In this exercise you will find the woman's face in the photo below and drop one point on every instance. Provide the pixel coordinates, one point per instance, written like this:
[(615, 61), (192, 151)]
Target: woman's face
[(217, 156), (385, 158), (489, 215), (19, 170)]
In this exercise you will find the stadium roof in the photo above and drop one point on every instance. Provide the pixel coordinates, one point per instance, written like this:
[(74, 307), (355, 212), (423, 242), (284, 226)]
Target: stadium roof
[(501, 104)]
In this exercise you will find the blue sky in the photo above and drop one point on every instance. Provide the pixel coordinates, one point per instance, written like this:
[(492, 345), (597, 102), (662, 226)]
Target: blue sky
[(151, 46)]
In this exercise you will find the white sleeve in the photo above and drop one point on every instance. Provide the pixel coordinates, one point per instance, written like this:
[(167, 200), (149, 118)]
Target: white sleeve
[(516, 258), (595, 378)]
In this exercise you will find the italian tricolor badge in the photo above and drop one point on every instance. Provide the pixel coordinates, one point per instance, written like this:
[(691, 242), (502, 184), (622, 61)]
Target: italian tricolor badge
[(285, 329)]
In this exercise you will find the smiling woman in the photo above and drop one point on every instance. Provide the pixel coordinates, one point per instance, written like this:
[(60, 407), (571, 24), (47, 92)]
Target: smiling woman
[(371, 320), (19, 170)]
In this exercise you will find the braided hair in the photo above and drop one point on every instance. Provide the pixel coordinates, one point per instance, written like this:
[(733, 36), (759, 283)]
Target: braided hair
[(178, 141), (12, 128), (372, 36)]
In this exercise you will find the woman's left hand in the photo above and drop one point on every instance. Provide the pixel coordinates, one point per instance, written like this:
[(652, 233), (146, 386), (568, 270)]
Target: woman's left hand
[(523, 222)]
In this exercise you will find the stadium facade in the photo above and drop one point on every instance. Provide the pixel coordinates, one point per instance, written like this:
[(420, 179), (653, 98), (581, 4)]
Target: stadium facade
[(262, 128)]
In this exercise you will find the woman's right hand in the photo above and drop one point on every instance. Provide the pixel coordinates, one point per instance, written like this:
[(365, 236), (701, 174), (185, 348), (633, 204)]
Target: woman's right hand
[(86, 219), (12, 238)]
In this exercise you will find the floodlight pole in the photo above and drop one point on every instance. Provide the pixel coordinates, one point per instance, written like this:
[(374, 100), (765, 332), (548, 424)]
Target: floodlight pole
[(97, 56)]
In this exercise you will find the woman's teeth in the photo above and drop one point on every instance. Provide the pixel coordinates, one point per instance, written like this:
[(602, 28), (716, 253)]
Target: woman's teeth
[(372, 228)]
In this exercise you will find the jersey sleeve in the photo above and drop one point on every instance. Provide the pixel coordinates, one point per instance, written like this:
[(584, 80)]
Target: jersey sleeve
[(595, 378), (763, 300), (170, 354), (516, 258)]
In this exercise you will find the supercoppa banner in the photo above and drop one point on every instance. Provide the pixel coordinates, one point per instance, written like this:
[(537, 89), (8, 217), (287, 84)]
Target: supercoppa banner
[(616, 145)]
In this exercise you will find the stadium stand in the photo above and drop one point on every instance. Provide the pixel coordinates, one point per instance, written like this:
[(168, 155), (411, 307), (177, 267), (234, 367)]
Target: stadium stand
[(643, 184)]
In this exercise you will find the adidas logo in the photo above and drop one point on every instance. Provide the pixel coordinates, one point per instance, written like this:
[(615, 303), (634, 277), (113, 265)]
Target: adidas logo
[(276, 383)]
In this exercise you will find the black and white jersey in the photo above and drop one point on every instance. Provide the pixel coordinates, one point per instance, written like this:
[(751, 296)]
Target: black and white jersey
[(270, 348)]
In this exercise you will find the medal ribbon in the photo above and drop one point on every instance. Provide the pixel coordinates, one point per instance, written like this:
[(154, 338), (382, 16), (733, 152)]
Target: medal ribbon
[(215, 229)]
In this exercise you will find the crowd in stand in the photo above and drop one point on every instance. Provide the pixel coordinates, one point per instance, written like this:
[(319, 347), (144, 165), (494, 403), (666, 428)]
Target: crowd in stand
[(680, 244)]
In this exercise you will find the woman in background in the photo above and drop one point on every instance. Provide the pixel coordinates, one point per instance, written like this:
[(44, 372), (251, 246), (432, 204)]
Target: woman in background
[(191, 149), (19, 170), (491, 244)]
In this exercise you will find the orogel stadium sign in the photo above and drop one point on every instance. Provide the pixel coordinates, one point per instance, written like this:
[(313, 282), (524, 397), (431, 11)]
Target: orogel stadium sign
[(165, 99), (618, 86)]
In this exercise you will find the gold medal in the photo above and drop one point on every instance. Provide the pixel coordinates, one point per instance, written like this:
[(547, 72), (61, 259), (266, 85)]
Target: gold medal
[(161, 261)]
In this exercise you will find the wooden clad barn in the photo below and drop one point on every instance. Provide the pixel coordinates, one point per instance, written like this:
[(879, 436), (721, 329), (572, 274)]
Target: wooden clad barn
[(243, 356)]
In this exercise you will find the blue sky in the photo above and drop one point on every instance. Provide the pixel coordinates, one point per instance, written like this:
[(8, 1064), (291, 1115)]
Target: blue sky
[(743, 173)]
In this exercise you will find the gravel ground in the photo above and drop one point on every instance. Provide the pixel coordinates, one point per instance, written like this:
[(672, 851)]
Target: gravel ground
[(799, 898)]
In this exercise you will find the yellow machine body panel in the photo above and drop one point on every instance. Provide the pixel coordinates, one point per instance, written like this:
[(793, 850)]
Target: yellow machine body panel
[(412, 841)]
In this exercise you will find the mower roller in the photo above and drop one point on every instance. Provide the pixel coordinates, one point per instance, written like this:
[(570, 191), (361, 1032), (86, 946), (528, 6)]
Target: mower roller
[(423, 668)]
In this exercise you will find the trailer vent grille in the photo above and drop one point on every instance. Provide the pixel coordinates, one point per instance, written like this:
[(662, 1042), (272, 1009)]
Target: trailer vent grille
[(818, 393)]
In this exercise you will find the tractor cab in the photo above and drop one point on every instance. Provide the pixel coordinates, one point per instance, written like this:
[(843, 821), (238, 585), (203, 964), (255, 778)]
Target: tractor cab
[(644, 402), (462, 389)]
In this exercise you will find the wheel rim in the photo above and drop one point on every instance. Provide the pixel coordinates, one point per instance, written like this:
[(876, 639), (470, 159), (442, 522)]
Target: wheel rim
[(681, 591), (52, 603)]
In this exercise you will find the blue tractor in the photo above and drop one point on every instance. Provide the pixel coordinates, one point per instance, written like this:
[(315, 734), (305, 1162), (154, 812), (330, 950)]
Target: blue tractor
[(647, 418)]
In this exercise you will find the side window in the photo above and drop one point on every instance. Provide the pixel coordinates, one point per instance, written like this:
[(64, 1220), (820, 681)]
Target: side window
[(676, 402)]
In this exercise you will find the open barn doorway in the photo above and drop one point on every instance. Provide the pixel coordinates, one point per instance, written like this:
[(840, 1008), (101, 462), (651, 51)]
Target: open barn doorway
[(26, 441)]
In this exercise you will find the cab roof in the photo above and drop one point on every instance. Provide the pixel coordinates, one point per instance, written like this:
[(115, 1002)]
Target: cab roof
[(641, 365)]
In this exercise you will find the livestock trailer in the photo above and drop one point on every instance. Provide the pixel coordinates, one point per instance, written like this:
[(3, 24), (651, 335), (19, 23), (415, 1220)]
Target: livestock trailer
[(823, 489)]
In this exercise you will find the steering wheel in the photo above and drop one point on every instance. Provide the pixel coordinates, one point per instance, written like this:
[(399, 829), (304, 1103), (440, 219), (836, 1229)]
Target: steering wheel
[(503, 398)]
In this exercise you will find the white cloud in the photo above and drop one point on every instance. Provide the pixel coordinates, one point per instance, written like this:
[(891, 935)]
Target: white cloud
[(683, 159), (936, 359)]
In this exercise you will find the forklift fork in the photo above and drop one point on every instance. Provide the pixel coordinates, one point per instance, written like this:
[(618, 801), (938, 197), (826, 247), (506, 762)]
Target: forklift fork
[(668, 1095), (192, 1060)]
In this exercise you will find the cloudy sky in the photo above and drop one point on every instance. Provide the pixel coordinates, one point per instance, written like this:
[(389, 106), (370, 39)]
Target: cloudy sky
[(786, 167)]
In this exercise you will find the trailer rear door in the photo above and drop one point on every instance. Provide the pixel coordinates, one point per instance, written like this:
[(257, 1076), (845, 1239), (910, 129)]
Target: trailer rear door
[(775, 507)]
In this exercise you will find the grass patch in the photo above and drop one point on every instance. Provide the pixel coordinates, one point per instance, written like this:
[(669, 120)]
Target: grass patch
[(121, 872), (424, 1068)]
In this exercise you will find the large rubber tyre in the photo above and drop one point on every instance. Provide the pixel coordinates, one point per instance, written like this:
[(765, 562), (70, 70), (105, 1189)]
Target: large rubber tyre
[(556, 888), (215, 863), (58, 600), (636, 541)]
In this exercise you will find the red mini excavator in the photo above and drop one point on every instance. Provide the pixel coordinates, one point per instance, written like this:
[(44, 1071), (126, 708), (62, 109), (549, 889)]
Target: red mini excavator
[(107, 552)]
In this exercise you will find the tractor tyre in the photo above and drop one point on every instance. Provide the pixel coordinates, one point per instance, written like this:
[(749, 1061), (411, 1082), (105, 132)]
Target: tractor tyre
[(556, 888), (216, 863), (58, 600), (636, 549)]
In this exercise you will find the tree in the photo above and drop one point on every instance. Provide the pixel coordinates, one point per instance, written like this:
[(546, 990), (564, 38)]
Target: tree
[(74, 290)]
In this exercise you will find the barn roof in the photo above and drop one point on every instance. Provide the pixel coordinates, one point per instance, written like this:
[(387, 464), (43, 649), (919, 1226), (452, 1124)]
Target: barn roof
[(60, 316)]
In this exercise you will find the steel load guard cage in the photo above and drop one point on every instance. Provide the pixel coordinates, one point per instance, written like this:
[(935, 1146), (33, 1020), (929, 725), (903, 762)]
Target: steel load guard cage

::::::::::

▶ [WHAT YOU HAVE TO DO] If a line in the entries above holds "load", include it in the count; report nothing but the resulting number.

▶ [RESPONSE] 2